───── Исходный текст

Итак, научное мышление становится открытым к нетрадиционным формам знания, в частности восточным, о чем не раз говорил датский физик Нильс Бор. Своей эмблемой он сделал Великий Предел (Тайцзи), обведя инь-ян латинским изречением: «Противоположности дополняют друг друга». (Соединились, наконец, квадрат и круг, тяготея к заложенной в природе двойной спирали.) Принцип дополнительности универсален, присущ двум типам сознания (западному-ян и восточному-инь) и каждому человеку, ибо в каждом живет созерцатель-зритель (инь, правое полушарие) и деятель-актер (ян, левое полушарие одного и того же мозга). К восточным учениям проявляли интерес крупнейшие ученые XX века, находя в них новые методологические подходы, как о том не раз писал Вл. Вернадский: «Величайшим в истории культуры фактом, только что выявляющим глубину своего значения, явилось то, что научное знание Запада глубоко и неразрывно уже связалось в конце XIX столетия с учеными, находящимися под влиянием великих восточных философских построений».[40]

Значит, правы мудрецы Востока и Запада: «Все Пути ведут к Одному». И «нет ни иудея, ни грека, ни раба, ни свободного», говоря словами Апостола Павла (Гал., 3, 28). Только «не сообразуйтесь с веком сим, но преобразуйтесь обновлением ума вашего» (Рим., 12, 2). И Бл. Августин уверял: «Душа может познать единую истину многими способами» (Исповедь, XIII, 20). Великие математики открыли путь к «предустановленной гармонии» – в духе интуиции Шеллинга: «…самораздвоение единого тождественного начала имеет целью самосознание единого».

На этой основе выросла синергетика – метанаука, многомерная логика, знаменуя переход к открытым, нелинейным, то есть живым, системам, способным к самоорганизации.[41] В России синергетика нашла благодатную почву, если иметь в виду те качества русской мысли, о которых шла речь: интуиция, спонтанность, доверие внутренней форме, не противопоставление одного другому, не подчинение заранее заданной схеме, а свободное излияние того, что рождается в натруженной душе.

──────────
───── Фрагменты записей

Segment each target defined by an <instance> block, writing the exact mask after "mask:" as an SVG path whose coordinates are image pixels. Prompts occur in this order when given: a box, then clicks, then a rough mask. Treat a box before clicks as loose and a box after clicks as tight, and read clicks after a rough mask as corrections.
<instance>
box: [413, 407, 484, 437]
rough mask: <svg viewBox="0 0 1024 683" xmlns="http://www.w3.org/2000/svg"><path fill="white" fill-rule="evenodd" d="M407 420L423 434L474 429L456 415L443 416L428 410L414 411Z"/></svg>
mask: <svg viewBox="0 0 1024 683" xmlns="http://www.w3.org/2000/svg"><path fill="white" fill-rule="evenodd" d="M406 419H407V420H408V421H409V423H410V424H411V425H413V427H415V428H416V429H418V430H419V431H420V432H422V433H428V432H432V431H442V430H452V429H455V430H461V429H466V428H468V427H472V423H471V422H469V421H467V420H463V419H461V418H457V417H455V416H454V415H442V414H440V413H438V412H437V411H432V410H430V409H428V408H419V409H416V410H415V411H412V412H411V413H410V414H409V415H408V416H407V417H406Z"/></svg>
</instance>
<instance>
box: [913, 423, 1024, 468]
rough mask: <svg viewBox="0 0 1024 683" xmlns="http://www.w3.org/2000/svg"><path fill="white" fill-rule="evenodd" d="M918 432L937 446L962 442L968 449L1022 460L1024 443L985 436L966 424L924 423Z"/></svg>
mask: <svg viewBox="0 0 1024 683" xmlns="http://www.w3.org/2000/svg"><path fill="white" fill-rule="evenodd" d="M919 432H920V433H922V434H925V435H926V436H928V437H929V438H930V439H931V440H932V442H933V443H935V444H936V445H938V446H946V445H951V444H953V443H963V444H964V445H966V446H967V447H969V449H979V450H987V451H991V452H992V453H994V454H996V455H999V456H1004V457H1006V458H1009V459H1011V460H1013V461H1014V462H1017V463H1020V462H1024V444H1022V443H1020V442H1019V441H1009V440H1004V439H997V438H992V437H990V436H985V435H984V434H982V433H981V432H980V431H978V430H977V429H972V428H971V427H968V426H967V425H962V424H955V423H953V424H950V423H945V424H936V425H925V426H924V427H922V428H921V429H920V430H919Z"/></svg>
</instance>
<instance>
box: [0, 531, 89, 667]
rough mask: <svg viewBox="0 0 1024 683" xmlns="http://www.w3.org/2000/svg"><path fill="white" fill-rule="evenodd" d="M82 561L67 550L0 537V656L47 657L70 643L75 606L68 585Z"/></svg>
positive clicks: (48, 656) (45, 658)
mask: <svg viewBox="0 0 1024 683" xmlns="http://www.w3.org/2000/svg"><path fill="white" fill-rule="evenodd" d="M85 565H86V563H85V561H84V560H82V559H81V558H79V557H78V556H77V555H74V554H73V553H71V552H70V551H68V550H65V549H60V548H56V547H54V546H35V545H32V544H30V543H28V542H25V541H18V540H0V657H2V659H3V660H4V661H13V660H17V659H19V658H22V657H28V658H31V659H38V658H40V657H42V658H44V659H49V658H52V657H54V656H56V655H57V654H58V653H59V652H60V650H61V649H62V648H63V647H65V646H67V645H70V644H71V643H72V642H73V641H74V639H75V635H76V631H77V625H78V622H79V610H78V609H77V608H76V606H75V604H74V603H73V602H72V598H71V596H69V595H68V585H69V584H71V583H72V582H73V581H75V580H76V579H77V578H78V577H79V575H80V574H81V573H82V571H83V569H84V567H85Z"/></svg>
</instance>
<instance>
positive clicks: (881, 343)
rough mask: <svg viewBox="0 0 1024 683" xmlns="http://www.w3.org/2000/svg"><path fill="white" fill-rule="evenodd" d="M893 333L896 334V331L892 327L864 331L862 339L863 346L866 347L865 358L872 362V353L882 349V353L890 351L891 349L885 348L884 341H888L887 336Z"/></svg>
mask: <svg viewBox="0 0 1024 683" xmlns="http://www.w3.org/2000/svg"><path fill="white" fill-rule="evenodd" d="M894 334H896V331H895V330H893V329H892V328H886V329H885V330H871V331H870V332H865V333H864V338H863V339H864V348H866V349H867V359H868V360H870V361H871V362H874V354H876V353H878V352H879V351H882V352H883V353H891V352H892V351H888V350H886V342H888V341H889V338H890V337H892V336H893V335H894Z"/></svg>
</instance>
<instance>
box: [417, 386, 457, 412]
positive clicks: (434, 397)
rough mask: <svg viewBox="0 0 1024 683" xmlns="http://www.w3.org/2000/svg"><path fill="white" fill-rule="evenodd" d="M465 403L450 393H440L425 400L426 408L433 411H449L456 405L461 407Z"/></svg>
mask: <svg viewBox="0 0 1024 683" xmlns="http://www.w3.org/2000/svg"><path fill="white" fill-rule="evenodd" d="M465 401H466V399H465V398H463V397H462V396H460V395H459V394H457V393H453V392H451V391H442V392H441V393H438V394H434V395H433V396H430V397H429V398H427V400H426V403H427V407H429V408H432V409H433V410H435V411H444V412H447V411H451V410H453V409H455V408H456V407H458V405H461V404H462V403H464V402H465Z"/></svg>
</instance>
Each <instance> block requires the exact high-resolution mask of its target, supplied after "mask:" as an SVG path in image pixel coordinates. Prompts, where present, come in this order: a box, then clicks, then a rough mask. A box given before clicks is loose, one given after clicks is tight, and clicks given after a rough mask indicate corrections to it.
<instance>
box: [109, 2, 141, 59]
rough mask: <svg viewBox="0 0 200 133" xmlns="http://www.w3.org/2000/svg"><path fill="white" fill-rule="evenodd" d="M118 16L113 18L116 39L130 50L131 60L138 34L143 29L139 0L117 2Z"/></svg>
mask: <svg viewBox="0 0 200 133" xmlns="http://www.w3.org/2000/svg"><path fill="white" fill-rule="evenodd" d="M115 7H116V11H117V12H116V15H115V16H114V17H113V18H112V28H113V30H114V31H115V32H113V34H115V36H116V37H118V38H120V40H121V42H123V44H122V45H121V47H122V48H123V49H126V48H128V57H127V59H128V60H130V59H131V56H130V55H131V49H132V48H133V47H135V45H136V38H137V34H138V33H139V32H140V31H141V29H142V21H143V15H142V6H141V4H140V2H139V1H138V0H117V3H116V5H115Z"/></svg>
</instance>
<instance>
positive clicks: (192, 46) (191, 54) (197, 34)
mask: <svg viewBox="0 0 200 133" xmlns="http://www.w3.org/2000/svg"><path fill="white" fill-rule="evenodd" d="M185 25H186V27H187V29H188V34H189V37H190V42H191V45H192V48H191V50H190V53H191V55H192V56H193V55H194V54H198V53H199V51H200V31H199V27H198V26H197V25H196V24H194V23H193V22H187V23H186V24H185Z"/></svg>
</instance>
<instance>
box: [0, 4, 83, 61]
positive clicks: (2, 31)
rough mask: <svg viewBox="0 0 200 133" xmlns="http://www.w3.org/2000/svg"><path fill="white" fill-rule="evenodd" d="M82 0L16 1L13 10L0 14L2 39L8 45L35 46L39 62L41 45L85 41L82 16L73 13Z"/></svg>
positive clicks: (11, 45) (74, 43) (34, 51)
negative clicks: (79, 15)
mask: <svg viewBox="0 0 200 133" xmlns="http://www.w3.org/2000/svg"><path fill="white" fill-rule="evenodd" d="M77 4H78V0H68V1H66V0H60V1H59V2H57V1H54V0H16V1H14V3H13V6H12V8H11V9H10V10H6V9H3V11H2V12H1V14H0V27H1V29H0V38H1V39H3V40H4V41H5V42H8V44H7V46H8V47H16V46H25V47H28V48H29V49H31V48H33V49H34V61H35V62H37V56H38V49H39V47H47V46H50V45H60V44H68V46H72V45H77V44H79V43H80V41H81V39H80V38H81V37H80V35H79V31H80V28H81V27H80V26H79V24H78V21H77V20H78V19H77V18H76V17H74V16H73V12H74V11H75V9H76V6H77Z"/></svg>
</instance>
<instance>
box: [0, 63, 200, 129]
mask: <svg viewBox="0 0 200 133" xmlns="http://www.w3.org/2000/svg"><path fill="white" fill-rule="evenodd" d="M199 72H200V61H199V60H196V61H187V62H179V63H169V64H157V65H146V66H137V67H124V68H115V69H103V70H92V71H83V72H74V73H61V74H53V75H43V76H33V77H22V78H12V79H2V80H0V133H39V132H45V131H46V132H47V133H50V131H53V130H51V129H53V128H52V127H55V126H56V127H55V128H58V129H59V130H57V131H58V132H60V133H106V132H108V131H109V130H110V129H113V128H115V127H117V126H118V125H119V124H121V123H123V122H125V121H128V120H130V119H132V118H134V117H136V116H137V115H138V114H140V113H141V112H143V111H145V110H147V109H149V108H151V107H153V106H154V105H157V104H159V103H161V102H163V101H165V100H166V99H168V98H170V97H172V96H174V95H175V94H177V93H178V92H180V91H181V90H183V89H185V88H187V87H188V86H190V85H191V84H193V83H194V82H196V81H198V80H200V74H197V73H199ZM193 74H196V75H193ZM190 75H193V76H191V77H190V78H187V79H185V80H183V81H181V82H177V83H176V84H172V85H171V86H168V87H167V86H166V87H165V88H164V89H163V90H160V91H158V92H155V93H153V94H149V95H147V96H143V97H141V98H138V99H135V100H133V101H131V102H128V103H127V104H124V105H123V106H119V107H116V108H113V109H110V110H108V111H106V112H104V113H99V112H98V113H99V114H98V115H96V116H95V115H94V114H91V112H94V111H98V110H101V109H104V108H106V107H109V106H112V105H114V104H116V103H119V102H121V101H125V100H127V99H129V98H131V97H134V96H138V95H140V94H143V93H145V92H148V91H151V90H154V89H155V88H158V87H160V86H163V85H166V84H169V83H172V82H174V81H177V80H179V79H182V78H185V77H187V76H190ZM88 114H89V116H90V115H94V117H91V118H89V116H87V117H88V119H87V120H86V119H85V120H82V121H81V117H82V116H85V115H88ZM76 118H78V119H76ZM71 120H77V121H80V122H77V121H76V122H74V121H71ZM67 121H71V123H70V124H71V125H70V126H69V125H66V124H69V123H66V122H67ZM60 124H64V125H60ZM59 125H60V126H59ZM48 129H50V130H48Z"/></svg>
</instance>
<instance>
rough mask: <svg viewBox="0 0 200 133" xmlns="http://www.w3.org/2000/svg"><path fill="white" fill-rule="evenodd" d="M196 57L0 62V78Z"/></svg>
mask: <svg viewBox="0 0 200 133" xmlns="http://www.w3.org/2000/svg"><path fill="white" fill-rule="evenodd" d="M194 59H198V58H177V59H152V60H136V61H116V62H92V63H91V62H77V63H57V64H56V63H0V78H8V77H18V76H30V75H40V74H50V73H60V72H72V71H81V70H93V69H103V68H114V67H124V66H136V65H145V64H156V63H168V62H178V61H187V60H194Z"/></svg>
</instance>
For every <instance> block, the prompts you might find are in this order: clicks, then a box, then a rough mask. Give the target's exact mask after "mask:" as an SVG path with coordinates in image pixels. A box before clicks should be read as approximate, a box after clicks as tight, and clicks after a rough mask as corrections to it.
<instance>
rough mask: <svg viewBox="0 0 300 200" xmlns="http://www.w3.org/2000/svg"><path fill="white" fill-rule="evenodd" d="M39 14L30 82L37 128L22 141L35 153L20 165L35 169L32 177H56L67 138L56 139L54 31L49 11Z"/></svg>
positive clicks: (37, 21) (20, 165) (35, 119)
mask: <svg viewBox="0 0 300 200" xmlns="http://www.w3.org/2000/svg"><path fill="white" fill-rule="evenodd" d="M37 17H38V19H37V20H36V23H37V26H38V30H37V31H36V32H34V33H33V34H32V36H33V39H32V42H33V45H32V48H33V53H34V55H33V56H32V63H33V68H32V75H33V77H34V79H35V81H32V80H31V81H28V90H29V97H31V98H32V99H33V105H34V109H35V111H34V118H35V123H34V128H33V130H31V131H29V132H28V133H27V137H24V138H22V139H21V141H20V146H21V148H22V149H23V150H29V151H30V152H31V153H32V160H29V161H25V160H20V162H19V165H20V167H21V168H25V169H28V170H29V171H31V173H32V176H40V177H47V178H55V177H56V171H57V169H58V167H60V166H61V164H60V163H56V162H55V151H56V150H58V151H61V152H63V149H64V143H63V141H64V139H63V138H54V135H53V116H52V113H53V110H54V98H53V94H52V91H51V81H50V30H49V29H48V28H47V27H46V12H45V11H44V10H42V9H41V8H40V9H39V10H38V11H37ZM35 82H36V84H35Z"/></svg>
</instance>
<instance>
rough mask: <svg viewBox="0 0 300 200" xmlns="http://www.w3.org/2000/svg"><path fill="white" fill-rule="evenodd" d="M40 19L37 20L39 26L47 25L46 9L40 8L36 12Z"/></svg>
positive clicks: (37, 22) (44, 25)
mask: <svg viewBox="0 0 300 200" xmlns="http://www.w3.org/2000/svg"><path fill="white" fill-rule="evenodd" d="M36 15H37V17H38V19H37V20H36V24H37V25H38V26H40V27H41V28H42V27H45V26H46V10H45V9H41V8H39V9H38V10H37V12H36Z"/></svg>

──────────

Используя сведения текста ::
#1 Какое изречение, согласно исходному тексту, Нильс Бор поместил вокруг инь-ян на своей эмблеме?
#2 Перечислите все качества русской мысли, названные в исходном тексте.
#3 Подхватите текст о научном мышлении и синергетике и продолжите его после последнего предложения.

Решённые задания ::
#1 «Противоположности дополняют друг друга».

#2 Интуиция, спонтанность, доверие внутренней форме, не противопоставление одного другому, не подчинение заранее заданной схеме, свободное излияние того, что рождается в натруженной душе.

#3
Приведу еще одно свидетельство из «Обратной перспективы» Флоренского: «„Всякий метод есть ритм“, – говорит Новалис, и постижение реальности есть со-ритмическое биение духа, откликающееся на ритм познаваемого». Синергетики назовут это резонансным воздействием: соединять разное, людей и народы, не прибегая к силе, что кончается катастрофой, – предупреждает основатель русской синергетической школы Сергей Павлович Курдюмов. «Мягкое управление – это управление посредством „умных“ и надлежащих воздействий… Правильные резонансные воздействия могут высвободить мощные внутренне силы и возможности человека или социального (культурного, научного) сообщества. Так что управляйте мягко, но с умом, и вы добьетесь многого!»[42] Синергетическое видение, уверяет ученый, откроет пути коэволюции человека и природы, во имя спасения того и другого: ставший человеком не будет разрушать Дом бытия.

Закон самоорганизации сам по себе свидетельствует, что Природа разумна, что Хаос не изначален, а возникает, когда приходит время изменить порядок для восхождения на новый виток спирали. Переход из бывшего в будущее, от изжившей себя формы к той, которая соответствует новой ситуации (о чем говорит «Книга Перемен»). Но если Хаос не изначален, значит, конечен. О синергетике уже немало написано, и будет возрастать интерес к ней как к науке, прогнозирующей будущее, чтобы неизбежный пока хаос не стал необратимым.[43] Становится реальным решение извечной проблемы – свободы от необходимости. Необходимость как данность – то, что происходит независимо от человека, но в чем он начинает принимать участие, резонируя на происходящее, подбирая оптимальное решение (аттрактор). То есть синергетика «толкает ум» в суть происходящего, посылает SOS! Здесь опасно: корабль может наскочить на скалы или на мину, если возьмет неправильный курс.

Но куда движется сам корабль, какова его цель? Не та ли это энтелехия, которая открылась Аристотелю и без которой все теряет смысл? Синергетика признает не только колебательное движение – по горизонтали, обратимое, но и необратимое, по вертикали, к более совершенному порядку (в духе синергии, соединяющей земное с небесным, человеческое с божественным – во имя целого человека). По мысли Шеллинга: «Величайшая цель и тенденция целого состоит в том, чтобы природа перешла в духовное». В это верили русские космисты и древние мудрецы Китая.

Китайская модель (парадигма круга)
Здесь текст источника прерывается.